● **TAREA ASIGNADA 1**:
Responde con datos del fragmento sobre Samuel:
(a) ¿Qué día se desató la tormenta?
(b) ¿A qué amarraron a Samuel durante la tormenta?
(c) ¿Qué hizo el capitán cuando Samuel oró por él?
● **TAREA ASIGNADA 2**:
Transcribe del fragmento sobre Samuel el pasaje que va desde "Al tercer día" hasta "la cabeza, conmovido.", ambos incluidos.

● **FRAGMENTO DEL DOCUMENTO**:
--------
Al tercer día se desató una tormenta. A Samuel lo amarraron a uno de los mástiles para que ayudara a recoger las velas. Allí enfermó gravemente, debido al feroz azote de las olas. Entonces Samuel oró:

— Padre, tú sabes que he prometido a este hombre trabajar todos los días hasta llegar a América. Yo no puedo trabajar si estoy enfermo. Por favor, quita esta enfermedad.

Luego se levantó y retomó sus tareas. Nunca más estuvo enfermo en el barco.

Al día siguiente, el camarero lo relevó de su trabajo, así que Samuel se dirigió a la cabina del capitán. Éste, que estaba ebrio, golpeó a Samuel hasta dejarlo inconsciente en el suelo. Al recuperar el conocimiento, Samuel se levantó y siguió con sus tareas, tan animadamente, como si nada hubiera pasado. Le preguntó al capitán si conocía a Jesús. Luego, se arrodilló y oró con tanta sinceridad y fervor por él, que éste inclinó la cabeza, conmovido.
--------
● **DATOS REGISTRADOS**:
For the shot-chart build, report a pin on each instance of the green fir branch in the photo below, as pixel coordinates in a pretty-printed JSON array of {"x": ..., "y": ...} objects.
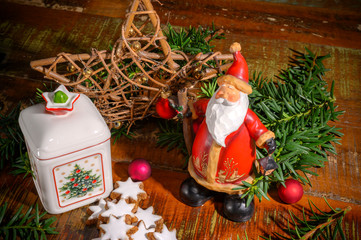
--------
● **ESPACIO DE RESPUESTA 1**:
(a) Al tercer día.
(b) A uno de los mástiles.
(c) Inclinó la cabeza, conmovido.

● **ESPACIO DE RESPUESTA 2**:
Al tercer día se desató una tormenta. A Samuel lo amarraron a uno de los mástiles para que ayudara a recoger las velas. Allí enfermó gravemente, debido al feroz azote de las olas. Entonces Samuel oró:

— Padre, tú sabes que he prometido a este hombre trabajar todos los días hasta llegar a América. Yo no puedo trabajar si estoy enfermo. Por favor, quita esta enfermedad.

Luego se levantó y retomó sus tareas. Nunca más estuvo enfermo en el barco.

Al día siguiente, el camarero lo relevó de su trabajo, así que Samuel se dirigió a la cabina del capitán. Éste, que estaba ebrio, golpeó a Samuel hasta dejarlo inconsciente en el suelo. Al recuperar el conocimiento, Samuel se levantó y siguió con sus tareas, tan animadamente, como si nada hubiera pasado. Le preguntó al capitán si conocía a Jesús. Luego, se arrodilló y oró con tanta sinceridad y fervor por él, que éste inclinó la cabeza, conmovido.